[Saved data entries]
»»
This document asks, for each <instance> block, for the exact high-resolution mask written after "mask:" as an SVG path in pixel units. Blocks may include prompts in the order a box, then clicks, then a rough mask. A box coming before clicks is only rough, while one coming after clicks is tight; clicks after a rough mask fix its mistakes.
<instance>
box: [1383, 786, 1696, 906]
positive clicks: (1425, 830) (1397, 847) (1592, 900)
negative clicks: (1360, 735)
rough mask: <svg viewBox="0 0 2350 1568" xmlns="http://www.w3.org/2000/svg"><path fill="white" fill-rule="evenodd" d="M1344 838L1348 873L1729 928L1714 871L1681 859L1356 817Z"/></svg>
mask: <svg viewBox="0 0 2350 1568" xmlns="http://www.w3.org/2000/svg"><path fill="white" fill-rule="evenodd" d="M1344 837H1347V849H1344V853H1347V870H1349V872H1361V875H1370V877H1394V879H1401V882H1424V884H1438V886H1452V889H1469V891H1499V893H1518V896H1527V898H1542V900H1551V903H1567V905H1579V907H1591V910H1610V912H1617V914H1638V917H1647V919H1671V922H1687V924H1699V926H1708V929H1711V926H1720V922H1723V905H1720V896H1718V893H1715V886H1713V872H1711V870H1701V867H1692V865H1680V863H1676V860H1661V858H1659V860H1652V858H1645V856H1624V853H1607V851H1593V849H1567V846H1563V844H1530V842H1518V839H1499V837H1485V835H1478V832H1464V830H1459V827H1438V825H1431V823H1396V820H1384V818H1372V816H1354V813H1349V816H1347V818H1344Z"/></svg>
««
- **THE PROBLEM**:
Write out all of the records word for word.

- **TASK RESPONSE**:
This document asks, for each <instance> block, for the exact high-resolution mask written after "mask:" as an SVG path in pixel units. Blocks may include prompts in the order a box, then clicks, then a rough mask. A box coming before clicks is only rough, while one coming after clicks is tight; clicks after a rough mask fix its mistakes.
<instance>
box: [1383, 786, 1696, 906]
positive clicks: (1425, 830) (1397, 847) (1592, 900)
negative clicks: (1360, 735)
rough mask: <svg viewBox="0 0 2350 1568" xmlns="http://www.w3.org/2000/svg"><path fill="white" fill-rule="evenodd" d="M1344 838L1348 873L1729 928L1714 871L1681 859L1356 817Z"/></svg>
mask: <svg viewBox="0 0 2350 1568" xmlns="http://www.w3.org/2000/svg"><path fill="white" fill-rule="evenodd" d="M1344 837H1347V849H1344V853H1347V870H1349V872H1361V875H1370V877H1394V879H1401V882H1424V884H1438V886H1452V889H1469V891H1499V893H1518V896H1527V898H1542V900H1551V903H1567V905H1579V907H1591V910H1610V912H1617V914H1638V917H1647V919H1671V922H1687V924H1699V926H1708V929H1711V926H1720V922H1723V905H1720V896H1718V893H1715V886H1713V872H1711V870H1701V867H1692V865H1680V863H1676V860H1661V858H1659V860H1652V858H1645V856H1624V853H1607V851H1593V849H1567V846H1563V844H1530V842H1518V839H1499V837H1485V835H1478V832H1464V830H1459V827H1438V825H1431V823H1396V820H1384V818H1372V816H1354V813H1349V816H1347V818H1344Z"/></svg>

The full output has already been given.